Bring together all lines of the material below that contain the string "nose".

====== RECORDS

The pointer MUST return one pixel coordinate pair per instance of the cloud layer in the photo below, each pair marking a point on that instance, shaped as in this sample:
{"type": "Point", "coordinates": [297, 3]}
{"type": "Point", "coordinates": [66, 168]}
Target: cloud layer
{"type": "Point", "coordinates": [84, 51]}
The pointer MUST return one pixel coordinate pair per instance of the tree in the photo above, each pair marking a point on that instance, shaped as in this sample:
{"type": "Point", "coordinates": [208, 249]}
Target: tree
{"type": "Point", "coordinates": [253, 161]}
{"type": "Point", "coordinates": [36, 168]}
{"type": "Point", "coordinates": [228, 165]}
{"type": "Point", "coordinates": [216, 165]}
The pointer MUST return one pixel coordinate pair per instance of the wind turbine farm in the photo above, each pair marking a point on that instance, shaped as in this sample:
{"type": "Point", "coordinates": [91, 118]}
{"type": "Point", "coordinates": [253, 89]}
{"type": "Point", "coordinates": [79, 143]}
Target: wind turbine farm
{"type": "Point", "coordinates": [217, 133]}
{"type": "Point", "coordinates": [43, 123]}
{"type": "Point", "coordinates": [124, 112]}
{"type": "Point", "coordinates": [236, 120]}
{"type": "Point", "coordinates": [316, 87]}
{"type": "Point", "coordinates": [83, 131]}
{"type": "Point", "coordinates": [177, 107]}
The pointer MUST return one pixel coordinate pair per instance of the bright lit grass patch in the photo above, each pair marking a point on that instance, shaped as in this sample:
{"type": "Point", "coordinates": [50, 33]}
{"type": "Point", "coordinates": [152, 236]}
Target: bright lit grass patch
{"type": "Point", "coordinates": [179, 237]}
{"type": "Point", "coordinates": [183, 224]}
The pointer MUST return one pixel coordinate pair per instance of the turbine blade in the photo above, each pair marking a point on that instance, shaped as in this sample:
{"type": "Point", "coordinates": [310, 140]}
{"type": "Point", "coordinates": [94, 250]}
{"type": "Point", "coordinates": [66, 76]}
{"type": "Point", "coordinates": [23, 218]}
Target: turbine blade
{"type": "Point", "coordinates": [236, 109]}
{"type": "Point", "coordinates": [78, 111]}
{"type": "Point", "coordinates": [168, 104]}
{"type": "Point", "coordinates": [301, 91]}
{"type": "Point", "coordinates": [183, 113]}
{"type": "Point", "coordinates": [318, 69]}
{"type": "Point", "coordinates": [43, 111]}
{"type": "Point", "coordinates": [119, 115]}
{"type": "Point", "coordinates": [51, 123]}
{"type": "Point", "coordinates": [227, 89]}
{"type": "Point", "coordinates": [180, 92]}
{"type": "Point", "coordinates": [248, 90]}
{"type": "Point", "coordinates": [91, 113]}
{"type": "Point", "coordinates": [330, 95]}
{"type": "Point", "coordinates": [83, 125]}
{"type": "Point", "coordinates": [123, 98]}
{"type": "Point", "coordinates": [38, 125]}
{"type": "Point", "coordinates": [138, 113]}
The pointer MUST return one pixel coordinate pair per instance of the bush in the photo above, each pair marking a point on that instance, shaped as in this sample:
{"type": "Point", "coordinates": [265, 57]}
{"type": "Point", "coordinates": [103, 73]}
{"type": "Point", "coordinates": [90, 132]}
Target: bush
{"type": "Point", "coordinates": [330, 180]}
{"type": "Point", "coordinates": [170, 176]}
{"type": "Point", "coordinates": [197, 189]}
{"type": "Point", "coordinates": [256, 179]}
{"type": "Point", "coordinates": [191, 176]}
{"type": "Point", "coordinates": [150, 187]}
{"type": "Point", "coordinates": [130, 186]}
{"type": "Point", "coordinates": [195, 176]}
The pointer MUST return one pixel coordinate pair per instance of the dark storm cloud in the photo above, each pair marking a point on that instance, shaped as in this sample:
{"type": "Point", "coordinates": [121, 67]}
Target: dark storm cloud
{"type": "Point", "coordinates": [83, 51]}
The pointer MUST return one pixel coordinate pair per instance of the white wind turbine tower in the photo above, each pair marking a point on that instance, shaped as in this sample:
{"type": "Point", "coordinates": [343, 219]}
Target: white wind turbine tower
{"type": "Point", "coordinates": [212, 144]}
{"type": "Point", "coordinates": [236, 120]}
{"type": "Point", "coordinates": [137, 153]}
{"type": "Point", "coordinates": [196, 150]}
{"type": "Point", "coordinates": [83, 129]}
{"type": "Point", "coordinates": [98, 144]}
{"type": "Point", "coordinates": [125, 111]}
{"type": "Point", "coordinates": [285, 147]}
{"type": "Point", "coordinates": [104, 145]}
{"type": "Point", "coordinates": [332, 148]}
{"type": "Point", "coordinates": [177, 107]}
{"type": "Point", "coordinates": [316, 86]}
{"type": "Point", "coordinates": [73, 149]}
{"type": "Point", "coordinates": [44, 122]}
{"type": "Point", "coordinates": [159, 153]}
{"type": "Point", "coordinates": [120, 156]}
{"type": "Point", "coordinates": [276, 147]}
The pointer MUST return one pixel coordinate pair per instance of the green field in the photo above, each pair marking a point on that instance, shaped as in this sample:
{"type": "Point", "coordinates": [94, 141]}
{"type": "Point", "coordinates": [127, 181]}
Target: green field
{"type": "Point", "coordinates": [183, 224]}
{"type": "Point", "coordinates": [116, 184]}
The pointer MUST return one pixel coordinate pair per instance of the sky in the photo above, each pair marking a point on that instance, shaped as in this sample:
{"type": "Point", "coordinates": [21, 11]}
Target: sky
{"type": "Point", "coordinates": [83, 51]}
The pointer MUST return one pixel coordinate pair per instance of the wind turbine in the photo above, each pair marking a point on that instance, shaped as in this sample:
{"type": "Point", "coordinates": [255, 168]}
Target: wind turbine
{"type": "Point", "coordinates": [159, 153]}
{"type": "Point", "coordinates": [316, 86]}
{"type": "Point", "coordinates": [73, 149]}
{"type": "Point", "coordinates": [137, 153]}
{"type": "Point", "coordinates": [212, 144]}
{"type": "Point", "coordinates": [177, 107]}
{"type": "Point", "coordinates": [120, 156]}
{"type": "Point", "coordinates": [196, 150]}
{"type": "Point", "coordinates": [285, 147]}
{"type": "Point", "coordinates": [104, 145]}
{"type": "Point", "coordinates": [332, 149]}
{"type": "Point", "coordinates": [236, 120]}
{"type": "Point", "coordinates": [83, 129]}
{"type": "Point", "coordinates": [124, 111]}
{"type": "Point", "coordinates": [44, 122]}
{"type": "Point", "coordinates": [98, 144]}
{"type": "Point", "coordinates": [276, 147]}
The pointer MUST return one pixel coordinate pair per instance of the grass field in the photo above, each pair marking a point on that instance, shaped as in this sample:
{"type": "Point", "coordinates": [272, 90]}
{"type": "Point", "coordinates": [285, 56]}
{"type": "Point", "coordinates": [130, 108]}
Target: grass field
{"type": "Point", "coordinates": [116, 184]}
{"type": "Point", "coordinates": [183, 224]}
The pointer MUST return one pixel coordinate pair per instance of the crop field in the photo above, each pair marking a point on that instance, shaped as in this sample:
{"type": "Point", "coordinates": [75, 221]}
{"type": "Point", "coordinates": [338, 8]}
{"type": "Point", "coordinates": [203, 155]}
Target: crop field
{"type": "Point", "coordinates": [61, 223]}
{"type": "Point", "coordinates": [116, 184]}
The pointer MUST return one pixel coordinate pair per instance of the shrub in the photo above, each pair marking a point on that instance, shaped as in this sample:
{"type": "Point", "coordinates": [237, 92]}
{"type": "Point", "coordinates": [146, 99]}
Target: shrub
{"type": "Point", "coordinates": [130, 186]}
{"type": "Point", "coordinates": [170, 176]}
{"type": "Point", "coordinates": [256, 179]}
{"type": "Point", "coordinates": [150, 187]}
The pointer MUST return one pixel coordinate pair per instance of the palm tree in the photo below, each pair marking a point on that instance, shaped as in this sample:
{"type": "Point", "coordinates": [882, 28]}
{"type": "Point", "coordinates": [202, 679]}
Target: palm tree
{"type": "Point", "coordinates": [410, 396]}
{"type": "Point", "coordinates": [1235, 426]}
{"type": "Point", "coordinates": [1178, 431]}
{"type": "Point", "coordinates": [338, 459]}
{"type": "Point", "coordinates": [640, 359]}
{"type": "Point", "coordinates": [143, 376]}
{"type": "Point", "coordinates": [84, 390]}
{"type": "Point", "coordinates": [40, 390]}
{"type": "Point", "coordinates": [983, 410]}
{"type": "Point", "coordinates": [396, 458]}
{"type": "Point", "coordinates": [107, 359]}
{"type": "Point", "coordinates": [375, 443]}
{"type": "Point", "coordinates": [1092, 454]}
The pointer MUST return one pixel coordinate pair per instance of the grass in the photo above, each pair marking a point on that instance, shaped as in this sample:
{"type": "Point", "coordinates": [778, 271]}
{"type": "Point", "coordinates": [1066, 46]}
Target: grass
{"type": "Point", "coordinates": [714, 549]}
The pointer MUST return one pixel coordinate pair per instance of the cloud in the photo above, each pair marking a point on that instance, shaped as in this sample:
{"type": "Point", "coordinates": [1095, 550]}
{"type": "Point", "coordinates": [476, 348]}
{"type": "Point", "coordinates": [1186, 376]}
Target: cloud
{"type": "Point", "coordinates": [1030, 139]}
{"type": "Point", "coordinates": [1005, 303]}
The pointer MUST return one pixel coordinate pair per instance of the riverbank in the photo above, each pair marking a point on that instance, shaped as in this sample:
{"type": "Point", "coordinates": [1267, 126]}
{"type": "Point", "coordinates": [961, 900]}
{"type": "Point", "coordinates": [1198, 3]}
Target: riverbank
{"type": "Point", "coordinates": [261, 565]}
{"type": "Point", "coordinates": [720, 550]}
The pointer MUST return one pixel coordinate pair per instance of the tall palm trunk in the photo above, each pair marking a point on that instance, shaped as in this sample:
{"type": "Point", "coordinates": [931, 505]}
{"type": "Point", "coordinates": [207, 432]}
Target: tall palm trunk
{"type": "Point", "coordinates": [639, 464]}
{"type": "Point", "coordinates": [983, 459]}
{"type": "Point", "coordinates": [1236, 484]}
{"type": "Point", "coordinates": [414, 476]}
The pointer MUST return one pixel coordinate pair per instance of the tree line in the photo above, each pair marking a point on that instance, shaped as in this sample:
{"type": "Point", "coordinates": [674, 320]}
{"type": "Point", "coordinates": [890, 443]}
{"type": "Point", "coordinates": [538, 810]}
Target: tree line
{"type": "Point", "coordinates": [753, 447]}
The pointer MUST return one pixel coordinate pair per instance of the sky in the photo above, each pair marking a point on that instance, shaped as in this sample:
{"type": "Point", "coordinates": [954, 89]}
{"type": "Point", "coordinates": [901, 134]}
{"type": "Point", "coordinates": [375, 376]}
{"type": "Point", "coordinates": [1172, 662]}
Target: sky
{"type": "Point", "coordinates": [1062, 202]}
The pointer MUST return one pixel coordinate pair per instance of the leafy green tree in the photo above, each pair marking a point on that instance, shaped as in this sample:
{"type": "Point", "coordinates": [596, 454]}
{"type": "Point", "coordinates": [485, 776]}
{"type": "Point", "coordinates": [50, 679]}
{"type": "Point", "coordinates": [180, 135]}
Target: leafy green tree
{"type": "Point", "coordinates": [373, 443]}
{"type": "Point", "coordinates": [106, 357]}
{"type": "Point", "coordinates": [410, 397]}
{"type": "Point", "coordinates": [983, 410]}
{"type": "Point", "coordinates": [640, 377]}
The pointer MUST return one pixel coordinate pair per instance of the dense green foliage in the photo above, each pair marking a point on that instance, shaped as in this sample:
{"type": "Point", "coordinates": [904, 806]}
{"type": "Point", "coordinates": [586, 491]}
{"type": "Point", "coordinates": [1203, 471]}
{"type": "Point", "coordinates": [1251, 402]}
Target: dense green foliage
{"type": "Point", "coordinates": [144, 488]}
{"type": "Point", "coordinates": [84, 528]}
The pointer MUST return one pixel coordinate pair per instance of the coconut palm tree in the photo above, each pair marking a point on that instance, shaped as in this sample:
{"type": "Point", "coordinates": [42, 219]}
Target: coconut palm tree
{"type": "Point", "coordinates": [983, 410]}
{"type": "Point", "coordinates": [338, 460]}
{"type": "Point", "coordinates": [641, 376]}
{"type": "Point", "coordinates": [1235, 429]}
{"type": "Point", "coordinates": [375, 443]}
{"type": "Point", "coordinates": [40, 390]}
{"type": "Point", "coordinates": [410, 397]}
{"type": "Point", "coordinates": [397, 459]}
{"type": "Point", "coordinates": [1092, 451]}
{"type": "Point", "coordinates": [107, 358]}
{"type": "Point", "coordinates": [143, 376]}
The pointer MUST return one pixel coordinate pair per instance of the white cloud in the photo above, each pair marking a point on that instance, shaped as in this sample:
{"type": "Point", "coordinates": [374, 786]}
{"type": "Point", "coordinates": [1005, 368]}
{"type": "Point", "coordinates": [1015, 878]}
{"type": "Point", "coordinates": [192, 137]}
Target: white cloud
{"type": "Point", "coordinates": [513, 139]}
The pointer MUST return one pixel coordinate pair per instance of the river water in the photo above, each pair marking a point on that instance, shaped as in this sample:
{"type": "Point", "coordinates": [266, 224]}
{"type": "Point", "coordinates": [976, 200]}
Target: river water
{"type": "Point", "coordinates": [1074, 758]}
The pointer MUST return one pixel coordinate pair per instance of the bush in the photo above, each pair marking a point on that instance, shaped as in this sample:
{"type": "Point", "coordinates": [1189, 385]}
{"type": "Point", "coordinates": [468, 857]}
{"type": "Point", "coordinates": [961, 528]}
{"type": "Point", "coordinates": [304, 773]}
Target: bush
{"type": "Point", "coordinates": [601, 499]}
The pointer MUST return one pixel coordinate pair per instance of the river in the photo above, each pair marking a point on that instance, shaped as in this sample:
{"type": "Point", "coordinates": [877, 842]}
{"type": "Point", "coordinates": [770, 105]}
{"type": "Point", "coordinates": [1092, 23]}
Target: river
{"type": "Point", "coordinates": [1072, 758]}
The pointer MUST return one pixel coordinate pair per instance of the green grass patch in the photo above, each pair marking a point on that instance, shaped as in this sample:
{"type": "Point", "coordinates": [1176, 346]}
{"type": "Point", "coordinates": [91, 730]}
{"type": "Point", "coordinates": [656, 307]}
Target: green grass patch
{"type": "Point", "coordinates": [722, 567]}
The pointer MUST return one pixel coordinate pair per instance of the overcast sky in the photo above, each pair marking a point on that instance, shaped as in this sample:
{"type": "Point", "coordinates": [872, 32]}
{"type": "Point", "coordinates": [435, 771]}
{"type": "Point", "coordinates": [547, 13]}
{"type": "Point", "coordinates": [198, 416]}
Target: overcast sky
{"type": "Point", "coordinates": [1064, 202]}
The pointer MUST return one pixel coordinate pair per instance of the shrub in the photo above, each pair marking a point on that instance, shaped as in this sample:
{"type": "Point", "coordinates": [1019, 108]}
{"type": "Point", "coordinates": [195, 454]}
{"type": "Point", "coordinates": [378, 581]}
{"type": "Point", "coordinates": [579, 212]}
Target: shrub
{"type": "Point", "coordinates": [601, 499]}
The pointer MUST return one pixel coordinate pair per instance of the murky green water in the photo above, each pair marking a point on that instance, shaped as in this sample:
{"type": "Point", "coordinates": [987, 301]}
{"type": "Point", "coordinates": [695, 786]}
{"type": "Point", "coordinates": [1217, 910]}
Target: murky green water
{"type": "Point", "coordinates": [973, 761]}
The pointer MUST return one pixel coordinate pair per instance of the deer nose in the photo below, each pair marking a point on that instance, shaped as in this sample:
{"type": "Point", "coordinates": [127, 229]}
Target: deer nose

============

OUTPUT OF THE EXERCISE:
The pointer MUST return one pixel coordinate pair per instance of the deer nose in the photo below, each pair marking a point on that instance, shaped as in this sample:
Target: deer nose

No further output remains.